* WHAT NEEDS TO BE DONE *
Can you quote the lines below exactly, starting at the line with "of the ornate" and going through the last one?

* BEGIN MATERIAL *

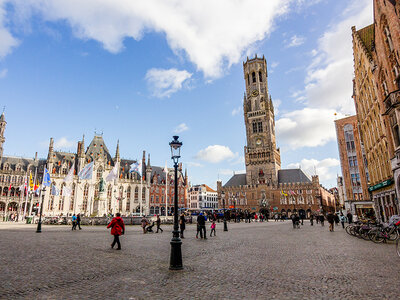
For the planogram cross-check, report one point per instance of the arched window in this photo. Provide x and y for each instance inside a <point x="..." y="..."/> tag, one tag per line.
<point x="136" y="195"/>
<point x="72" y="201"/>
<point x="109" y="197"/>
<point x="85" y="197"/>
<point x="99" y="172"/>
<point x="128" y="199"/>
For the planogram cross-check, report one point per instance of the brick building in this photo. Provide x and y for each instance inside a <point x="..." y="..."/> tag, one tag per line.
<point x="353" y="165"/>
<point x="265" y="187"/>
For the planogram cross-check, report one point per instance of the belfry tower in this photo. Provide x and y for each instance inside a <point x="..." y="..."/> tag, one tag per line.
<point x="262" y="158"/>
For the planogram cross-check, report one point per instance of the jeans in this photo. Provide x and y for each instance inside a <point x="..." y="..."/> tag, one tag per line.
<point x="116" y="240"/>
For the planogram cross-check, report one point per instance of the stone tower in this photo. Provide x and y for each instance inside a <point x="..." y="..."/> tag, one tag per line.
<point x="3" y="124"/>
<point x="262" y="158"/>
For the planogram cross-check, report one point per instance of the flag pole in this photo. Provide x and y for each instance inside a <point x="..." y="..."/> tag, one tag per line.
<point x="26" y="196"/>
<point x="141" y="196"/>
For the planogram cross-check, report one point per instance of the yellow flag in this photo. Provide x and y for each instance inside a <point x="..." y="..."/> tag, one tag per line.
<point x="30" y="182"/>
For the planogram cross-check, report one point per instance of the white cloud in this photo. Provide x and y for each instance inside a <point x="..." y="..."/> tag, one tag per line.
<point x="325" y="169"/>
<point x="163" y="82"/>
<point x="181" y="128"/>
<point x="296" y="41"/>
<point x="307" y="127"/>
<point x="7" y="41"/>
<point x="3" y="73"/>
<point x="215" y="154"/>
<point x="329" y="77"/>
<point x="64" y="143"/>
<point x="211" y="34"/>
<point x="236" y="110"/>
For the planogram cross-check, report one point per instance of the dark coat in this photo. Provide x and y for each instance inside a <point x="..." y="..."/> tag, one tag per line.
<point x="182" y="222"/>
<point x="201" y="220"/>
<point x="117" y="226"/>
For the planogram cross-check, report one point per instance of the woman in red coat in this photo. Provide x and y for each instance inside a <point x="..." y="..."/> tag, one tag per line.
<point x="117" y="228"/>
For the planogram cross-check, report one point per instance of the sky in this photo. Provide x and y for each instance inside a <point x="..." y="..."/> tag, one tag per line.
<point x="142" y="71"/>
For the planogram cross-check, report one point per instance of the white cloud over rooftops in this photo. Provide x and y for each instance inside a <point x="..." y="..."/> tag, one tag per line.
<point x="215" y="154"/>
<point x="163" y="83"/>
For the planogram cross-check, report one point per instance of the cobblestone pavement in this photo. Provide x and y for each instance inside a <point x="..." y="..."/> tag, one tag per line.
<point x="253" y="261"/>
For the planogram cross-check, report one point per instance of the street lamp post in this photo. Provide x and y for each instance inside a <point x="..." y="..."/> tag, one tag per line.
<point x="176" y="242"/>
<point x="223" y="204"/>
<point x="39" y="228"/>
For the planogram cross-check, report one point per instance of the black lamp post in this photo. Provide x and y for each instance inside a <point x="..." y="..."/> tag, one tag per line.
<point x="39" y="228"/>
<point x="176" y="252"/>
<point x="223" y="204"/>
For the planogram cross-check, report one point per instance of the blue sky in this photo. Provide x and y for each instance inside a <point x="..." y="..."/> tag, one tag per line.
<point x="142" y="71"/>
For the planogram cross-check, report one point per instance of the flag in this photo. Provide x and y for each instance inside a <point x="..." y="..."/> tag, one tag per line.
<point x="30" y="182"/>
<point x="54" y="190"/>
<point x="113" y="174"/>
<point x="136" y="167"/>
<point x="67" y="191"/>
<point x="86" y="172"/>
<point x="46" y="178"/>
<point x="70" y="175"/>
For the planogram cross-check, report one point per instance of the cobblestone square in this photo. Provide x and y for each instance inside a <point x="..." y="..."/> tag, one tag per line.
<point x="254" y="261"/>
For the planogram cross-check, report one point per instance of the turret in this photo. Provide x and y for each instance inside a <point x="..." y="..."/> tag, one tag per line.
<point x="3" y="124"/>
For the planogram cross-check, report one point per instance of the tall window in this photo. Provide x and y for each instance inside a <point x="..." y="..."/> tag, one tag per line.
<point x="85" y="197"/>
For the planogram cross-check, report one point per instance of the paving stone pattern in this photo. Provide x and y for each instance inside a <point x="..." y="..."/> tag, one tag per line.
<point x="253" y="261"/>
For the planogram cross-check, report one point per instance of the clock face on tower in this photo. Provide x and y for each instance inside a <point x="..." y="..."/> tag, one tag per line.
<point x="254" y="93"/>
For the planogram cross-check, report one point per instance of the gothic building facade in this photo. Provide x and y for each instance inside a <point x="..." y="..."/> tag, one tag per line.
<point x="265" y="187"/>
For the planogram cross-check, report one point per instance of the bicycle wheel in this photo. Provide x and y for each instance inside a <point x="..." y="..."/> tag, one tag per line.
<point x="348" y="229"/>
<point x="393" y="235"/>
<point x="398" y="247"/>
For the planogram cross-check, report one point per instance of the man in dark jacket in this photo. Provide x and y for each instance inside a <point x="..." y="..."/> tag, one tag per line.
<point x="78" y="221"/>
<point x="117" y="228"/>
<point x="201" y="222"/>
<point x="331" y="220"/>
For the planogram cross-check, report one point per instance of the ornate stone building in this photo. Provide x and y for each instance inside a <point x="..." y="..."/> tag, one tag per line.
<point x="265" y="187"/>
<point x="78" y="196"/>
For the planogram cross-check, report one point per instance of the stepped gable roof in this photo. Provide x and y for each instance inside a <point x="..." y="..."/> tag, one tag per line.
<point x="208" y="189"/>
<point x="293" y="176"/>
<point x="98" y="148"/>
<point x="236" y="180"/>
<point x="13" y="161"/>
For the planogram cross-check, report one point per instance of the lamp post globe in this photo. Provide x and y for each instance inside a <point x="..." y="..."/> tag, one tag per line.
<point x="176" y="242"/>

* END MATERIAL *

* WRITTEN RESPONSE *
For the planogram cross-check, report one point per instance of the ornate stone building in this photo. Provide x and y for each instance inside a <point x="..." y="..."/> tag, one tag per line.
<point x="265" y="187"/>
<point x="78" y="196"/>
For the planogram cross-check, report one point per instance of the stepped gable roof in this photo. Provide x and y for each instance inside a <point x="..." y="..."/> tag, one tag per line.
<point x="208" y="189"/>
<point x="293" y="176"/>
<point x="98" y="148"/>
<point x="236" y="180"/>
<point x="13" y="161"/>
For the planogram cross-check, report one point per instance of the lamp post globe in this photo. Provide x and y for each instance inside a <point x="..." y="..."/> tag, one tag per line.
<point x="176" y="242"/>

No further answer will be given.